** START DATA ROWS **
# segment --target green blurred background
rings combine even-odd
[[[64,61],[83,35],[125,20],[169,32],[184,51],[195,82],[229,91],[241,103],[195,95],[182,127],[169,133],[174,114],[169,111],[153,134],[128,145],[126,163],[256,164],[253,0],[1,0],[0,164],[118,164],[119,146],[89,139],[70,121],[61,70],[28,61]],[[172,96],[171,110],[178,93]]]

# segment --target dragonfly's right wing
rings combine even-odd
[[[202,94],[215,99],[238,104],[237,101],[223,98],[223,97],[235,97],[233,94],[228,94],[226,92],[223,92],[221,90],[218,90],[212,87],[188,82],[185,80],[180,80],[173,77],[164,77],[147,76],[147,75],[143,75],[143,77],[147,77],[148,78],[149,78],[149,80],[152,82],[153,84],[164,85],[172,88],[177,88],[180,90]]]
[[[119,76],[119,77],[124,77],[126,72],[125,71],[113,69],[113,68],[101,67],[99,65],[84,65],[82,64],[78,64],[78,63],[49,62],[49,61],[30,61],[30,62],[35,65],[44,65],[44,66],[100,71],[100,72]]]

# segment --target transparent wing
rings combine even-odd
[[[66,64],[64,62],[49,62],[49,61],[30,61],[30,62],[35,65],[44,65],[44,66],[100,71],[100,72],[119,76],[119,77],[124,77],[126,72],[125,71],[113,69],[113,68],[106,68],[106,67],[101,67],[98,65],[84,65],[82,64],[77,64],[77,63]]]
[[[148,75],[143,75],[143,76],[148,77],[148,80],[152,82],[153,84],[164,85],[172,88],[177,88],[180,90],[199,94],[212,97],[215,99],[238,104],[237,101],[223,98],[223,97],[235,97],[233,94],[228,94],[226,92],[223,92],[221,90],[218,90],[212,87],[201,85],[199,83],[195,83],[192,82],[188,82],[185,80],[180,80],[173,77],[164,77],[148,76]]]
** END DATA ROWS **
** START DATA ROWS **
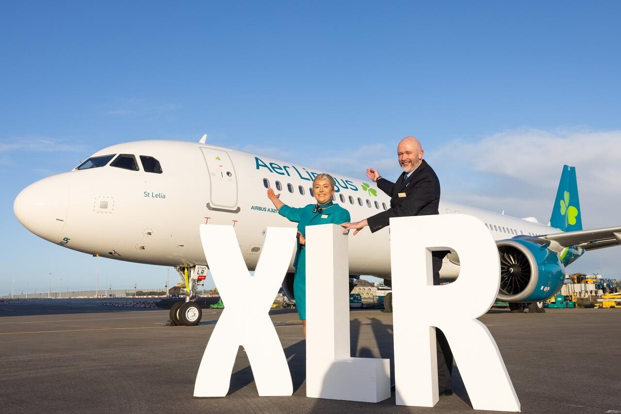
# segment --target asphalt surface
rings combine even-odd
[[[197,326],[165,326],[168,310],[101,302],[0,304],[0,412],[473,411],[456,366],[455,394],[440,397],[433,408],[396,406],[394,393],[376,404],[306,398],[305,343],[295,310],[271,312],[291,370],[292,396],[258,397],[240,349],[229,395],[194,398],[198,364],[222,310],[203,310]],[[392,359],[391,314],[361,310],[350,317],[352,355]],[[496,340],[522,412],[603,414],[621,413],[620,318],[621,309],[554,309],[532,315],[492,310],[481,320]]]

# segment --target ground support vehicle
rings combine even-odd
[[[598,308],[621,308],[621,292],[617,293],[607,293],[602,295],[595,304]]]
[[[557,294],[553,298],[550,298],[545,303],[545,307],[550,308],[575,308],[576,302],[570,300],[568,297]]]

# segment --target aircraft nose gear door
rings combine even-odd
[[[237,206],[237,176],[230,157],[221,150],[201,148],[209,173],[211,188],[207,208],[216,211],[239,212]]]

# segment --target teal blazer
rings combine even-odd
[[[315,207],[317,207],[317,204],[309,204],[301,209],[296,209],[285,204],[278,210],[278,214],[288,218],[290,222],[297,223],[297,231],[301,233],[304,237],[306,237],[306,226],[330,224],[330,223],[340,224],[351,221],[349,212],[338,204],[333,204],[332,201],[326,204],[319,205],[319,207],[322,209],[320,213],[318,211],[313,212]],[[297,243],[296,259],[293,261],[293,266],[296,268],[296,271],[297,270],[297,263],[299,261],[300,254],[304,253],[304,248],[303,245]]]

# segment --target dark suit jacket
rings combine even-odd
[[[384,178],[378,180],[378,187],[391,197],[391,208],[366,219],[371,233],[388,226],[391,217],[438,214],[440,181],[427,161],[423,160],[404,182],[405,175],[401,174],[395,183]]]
** END DATA ROWS **
* [STATED PROBLEM]: How many lines of the records above contain the string "wing", counting case? Reply with the number alone.

* [EXERCISE RESULT]: 2